** Start MATERIAL TO PROCESS **

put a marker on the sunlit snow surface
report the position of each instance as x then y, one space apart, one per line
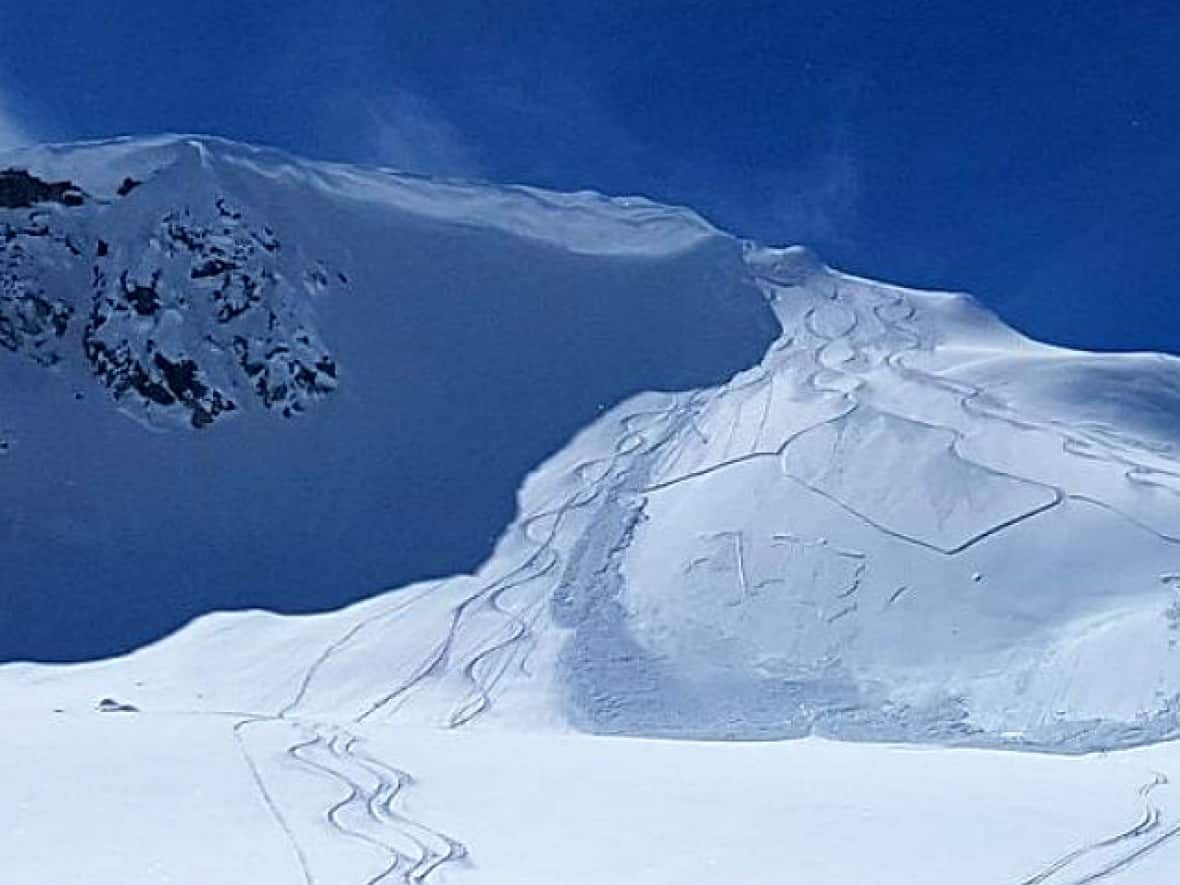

** End MATERIAL TO PROCESS **
** Start MATERIAL TO PROCESS **

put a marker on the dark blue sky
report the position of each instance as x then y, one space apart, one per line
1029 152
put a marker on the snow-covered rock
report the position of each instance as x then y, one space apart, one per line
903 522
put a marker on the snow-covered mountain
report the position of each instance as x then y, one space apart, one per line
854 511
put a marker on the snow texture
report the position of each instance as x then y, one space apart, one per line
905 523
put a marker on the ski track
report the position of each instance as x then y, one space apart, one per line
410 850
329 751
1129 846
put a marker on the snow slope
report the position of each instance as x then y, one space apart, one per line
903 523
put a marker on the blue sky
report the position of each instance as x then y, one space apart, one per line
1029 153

** End MATERIAL TO PROCESS **
** Start MATERIAL TO PROCESS **

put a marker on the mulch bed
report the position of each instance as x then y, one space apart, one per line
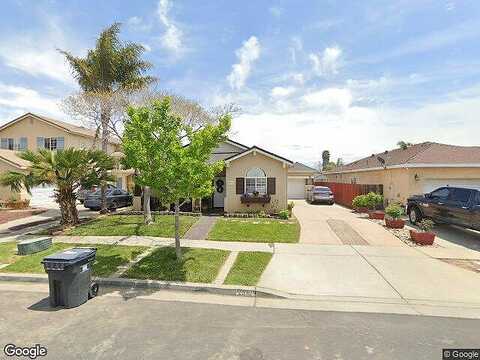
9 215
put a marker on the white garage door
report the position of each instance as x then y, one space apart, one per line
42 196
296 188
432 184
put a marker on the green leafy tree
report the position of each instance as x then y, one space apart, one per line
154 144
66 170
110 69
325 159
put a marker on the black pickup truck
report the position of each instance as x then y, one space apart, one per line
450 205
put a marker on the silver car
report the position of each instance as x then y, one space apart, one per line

** End MATERIAL TO PROCESS **

Return every line from the entries above that contains the word "blue", copying each line in full. Case counts when matching.

put a marker on the dark blue sky
put a marker on the blue sky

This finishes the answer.